_Given exercise 1:_
Reproduce the records below verbatim, from the first line of the records through the line that contains "[1013, 393]", with both ends included.

My personal journey on foot started with the idea of taking the New York City’s subway system to reach any particular area and promising myself that once I get off, I would only get back with sore feet that are ready to collapse.
A quick disclaimer, I am skipping some usual suspects, like Central Park and China Town because a day in Central Park or China Town is a different theme altogether. To those who feel you have seen it all, I say walk again and discover Manhattan like never before.
NYC is made up of five boroughs, Manhattan is the most famous. You can start your exploration from any place, but I suggest have the area mapped out.
Day 1: Exploring Greenwich Village
My day one started at the west side of lower Manhattan, better known as Greenwich Village. O. Henry paid a memorable ode to West Greenwich village in the opening lines of his haunting short story ‘The Last Leaf’.
In a little district west of Washington Square, the streets have run crazy and broken themselves into small strips called “places.” These “places” make strange angles and curves. One street crosses itself a time or two. 
Then the Village was used to house struggling artists and musicians. The famous Hotel Albert here hosted everyone from Walt Whitman to Andy Warhol.
In the ’90s it became popular as the dwelling of the sitcom Friends. Though the show was shot in LA, the characters lived here. You can spot plenty of the famous fire exits everywhere in the Village area and the exterior shot of the building shown in the show can be found in 90 Bedford Street.
Chess in the Park
There are plenty of other things to do here like just sit around Washington Square Park. The impressive Washington Square Arch presides over a large fountain and a dazzling array of street performers.
Checkmate a buddy on the north-west corner of the park with its built-in chess tables or watch some furry friends play catch in the dog park.
The area around Washington Square Park also houses the famous New York University, to add to its vibrant young exuberance.
If you get hungry MacDougal Street is around the corner and makes global food fest a single street affair.
You can hop skip jump between the Ethiopian Injera, Vietnamese Pho, and Spanish Tapas. MacDougal Street is also home to The Comedy Cellar, which hosts both amateur and famous comedians in the New York stand-up scene.

_Given exercise 2:_
According to the account of walking through Manhattan, at what address can the building exterior shown in the sitcom Friends be found?

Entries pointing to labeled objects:
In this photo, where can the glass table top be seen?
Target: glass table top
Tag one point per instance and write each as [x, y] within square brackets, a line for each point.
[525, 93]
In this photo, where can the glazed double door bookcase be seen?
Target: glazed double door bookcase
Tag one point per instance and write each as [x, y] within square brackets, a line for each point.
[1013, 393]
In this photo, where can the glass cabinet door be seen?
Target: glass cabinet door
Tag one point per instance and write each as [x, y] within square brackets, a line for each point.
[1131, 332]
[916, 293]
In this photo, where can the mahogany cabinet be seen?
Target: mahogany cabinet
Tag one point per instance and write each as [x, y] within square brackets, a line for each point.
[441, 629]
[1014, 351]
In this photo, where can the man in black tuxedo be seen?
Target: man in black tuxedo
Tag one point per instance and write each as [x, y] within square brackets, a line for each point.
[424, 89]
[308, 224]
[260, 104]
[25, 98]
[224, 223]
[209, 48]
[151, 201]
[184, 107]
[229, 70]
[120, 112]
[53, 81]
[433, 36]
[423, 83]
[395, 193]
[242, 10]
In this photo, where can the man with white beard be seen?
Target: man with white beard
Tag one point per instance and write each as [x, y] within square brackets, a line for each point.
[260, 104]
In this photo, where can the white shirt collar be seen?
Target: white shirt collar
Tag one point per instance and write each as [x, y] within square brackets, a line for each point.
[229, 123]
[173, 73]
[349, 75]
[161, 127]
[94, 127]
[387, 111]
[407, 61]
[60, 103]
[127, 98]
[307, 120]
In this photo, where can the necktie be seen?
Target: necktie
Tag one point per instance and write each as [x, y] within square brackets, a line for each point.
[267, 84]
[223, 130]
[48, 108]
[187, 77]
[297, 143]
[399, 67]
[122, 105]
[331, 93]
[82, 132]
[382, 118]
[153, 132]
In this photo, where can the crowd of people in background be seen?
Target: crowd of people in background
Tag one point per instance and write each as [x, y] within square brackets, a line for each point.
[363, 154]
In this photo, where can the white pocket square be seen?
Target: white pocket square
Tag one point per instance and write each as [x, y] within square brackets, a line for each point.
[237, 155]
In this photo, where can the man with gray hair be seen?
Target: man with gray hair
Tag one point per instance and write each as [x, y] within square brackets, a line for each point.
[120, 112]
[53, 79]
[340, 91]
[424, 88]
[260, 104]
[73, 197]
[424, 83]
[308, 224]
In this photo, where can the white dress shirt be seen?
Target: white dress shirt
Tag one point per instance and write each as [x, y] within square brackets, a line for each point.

_Reply 1:_
In this photo, where can the glass table top be seen?
Target: glass table top
Tag one point per instance and write each as [x, y] within square brackets, a line for each point.
[525, 93]
In this photo, where can the glazed double door bookcase be seen?
Target: glazed double door bookcase
Tag one point per instance and write each as [x, y] within square brackets, a line for each point.
[1013, 393]

_Reply 2:_
90 Bedford Street.